**WHAT YOU ARE ASKED TO DO**
In the budget interview transcript, list every area where Laming says there is still room for the government to do more.

LAMING:  First Chris, I’ll be campaigning not only for the budget in to be passed by the upper house I’d like to see it go even further. I think that there is room still to reduce government waste and there is room to better target welfare and there is room still to tweak our health system to get better value for money. Far from compromising I’ll be urging my leadership team to over the term of this government at least to go further.

HAMMER: So don’t go softer, go harder?

LAMING: Correct.

HAMMER: Andrew Leigh, is it time to compromise?

LEIGH: I think the government is recognising that no budget in the recorded history in Australia has gone down as badly as this one. That’s fundamentally not just because it breaks promises, not just because it has a slower return to surplus. (Andrew said before that a return to surplus in 2017-18 couldn’t have been contemplated. In fact, the books when the Coalition took over had a return to surplus a year before that.This budget increases the deficit.) But I think it’s fundamentally the unfairness. Don’t take my word on this. The modelling organisation that the Prime Minister once described as Australia’s most authoritative and reputable modelling outfit, NATSEM, has found that for families with children, the burden is 15 times as large for those in the bottom fifth than those in the top fifth.

HAMMER: Now, one of the principle cases that the Opposition is prosecuting against the Government is that of broken promises, including the promise not to raise taxes. Why then is Labor supporting the introduction of the so-called deficit-levy? You’re helping the Government break promises.

LEIGH: Well, it is as you say a broken promise Chris, that absolutely hits the nail on the head. We’ve applied a number of tests to our consideration of measures that we’ll support and oppose, tests of broken promises, of fairness and of what they do to get the budget into a reasonable position and we’ve decided on balance to support this. It’s not a measure that we would have introduced ourselves. Chris Bowen has made clear that it was a proposal put to him which he rejected.

Entries from a dataset
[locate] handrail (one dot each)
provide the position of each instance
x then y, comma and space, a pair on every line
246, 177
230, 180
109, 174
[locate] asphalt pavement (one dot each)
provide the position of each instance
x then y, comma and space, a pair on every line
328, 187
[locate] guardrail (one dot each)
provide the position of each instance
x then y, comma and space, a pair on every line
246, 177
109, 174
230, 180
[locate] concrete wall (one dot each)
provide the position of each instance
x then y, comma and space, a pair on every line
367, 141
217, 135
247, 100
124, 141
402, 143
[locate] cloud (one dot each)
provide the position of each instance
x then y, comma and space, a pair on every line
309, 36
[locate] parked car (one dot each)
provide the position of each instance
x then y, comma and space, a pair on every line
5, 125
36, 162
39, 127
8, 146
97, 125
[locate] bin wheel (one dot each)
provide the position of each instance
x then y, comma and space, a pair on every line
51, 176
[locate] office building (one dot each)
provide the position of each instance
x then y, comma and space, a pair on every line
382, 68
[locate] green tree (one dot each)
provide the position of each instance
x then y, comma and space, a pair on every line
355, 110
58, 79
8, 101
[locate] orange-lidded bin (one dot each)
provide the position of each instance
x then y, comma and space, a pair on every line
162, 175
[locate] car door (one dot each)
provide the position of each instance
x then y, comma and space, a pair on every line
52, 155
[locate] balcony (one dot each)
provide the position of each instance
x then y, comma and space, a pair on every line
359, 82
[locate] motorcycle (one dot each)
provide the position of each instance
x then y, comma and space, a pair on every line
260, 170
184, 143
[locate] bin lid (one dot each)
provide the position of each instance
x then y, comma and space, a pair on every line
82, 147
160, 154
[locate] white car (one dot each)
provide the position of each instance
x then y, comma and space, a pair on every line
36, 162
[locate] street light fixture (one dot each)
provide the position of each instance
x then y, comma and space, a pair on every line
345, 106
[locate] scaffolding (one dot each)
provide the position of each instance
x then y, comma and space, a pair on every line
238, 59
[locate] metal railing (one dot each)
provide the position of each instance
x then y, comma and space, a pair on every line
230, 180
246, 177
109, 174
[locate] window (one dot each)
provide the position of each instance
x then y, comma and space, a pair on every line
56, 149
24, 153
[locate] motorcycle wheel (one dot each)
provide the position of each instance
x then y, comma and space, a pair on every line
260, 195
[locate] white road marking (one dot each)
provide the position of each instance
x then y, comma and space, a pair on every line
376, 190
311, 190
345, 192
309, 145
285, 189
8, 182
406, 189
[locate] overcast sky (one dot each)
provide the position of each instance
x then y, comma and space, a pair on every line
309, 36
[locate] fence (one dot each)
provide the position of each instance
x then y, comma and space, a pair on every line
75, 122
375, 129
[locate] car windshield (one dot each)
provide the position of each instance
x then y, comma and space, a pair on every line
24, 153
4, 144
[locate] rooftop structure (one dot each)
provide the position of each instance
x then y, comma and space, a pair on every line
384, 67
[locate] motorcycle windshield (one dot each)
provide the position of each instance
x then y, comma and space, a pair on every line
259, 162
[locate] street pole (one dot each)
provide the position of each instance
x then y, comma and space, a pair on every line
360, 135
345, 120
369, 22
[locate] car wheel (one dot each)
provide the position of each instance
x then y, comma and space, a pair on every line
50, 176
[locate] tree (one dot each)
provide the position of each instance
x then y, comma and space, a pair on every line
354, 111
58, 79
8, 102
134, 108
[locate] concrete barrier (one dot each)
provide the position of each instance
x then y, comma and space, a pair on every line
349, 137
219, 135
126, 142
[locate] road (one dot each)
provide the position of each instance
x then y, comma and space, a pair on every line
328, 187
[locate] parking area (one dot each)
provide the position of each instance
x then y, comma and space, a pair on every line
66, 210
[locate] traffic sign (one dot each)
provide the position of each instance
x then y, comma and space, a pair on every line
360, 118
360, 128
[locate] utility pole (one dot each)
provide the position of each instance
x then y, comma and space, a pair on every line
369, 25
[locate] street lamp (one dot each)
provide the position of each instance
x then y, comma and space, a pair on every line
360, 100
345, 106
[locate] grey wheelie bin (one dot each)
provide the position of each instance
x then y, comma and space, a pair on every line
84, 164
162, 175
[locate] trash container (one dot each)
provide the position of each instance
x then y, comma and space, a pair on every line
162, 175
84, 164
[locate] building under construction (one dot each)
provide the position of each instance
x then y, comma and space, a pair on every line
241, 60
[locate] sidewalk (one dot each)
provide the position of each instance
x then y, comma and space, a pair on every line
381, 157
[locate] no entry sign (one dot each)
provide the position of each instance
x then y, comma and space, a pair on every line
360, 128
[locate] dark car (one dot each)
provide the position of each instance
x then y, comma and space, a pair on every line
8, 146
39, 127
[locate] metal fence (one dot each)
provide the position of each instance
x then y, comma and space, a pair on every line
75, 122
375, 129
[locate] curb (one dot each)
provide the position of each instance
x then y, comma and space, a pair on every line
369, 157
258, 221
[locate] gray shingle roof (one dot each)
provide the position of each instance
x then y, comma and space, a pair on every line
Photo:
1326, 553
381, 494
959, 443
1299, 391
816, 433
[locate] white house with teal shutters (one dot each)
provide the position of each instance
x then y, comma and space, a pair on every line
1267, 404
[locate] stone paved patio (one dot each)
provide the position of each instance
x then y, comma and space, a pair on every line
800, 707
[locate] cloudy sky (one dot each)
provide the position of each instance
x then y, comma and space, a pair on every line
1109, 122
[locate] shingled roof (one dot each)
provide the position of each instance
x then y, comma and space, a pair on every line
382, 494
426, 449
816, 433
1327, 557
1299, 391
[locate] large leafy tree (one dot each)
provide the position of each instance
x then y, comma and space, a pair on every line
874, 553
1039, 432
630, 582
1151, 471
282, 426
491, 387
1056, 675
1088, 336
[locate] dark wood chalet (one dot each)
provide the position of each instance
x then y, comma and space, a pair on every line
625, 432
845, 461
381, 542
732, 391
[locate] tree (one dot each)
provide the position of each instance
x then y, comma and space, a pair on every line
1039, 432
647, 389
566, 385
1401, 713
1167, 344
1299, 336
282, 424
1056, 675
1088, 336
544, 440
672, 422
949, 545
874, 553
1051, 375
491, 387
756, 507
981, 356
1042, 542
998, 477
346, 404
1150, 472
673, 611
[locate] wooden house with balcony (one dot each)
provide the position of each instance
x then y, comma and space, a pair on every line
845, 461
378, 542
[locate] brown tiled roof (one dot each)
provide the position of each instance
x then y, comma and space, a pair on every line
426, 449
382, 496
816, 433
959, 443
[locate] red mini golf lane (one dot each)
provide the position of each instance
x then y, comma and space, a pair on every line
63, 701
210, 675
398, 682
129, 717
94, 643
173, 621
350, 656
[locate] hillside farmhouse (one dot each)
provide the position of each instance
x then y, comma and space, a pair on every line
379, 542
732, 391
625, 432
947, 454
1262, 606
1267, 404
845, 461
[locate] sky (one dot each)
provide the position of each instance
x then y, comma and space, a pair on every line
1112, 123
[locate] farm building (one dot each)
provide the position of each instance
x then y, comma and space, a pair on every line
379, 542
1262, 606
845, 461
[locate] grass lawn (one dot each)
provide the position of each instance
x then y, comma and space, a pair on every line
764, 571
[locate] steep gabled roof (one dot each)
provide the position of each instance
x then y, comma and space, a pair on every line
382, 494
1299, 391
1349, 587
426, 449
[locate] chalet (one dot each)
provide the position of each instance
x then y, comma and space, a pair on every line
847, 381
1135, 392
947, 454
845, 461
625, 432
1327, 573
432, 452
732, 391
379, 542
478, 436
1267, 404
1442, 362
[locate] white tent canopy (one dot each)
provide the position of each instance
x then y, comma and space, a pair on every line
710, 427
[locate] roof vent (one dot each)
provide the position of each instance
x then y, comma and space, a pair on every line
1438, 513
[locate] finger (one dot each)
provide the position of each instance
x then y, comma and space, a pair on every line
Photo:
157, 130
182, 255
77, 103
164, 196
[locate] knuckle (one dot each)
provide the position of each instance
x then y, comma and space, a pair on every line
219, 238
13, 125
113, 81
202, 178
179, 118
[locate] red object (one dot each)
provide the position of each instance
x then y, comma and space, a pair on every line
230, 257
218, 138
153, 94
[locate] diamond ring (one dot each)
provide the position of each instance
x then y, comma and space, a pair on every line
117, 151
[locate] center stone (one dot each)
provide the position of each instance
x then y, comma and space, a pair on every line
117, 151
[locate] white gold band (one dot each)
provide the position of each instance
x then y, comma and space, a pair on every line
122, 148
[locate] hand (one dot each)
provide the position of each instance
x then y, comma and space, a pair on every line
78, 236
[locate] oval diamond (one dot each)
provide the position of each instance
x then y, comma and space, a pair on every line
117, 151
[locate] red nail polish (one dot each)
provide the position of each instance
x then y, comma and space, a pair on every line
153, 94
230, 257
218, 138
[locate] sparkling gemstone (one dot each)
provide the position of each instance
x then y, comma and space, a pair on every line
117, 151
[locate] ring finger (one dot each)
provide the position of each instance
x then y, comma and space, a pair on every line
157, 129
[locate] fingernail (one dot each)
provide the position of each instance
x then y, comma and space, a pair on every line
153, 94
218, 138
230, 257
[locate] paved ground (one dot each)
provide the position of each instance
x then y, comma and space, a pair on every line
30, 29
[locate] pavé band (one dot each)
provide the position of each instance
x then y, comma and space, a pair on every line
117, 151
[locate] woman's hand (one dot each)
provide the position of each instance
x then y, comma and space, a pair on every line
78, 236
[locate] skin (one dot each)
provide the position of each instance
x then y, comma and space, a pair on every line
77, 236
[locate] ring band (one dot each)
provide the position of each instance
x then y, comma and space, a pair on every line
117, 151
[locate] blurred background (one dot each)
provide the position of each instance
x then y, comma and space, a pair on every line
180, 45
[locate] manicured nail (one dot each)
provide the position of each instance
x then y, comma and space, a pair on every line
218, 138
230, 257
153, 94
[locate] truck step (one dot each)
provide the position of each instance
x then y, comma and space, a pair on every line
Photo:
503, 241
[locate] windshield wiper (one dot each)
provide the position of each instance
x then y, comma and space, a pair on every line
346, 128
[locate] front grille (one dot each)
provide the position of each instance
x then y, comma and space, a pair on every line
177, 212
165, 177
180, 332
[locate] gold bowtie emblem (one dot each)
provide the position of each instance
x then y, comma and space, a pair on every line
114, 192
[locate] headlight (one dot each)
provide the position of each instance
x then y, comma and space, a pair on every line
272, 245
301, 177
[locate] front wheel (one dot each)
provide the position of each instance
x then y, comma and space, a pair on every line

**THE RESULT**
- Reducing government waste
- Better targeting welfare
- Tweaking the health system to get better value for money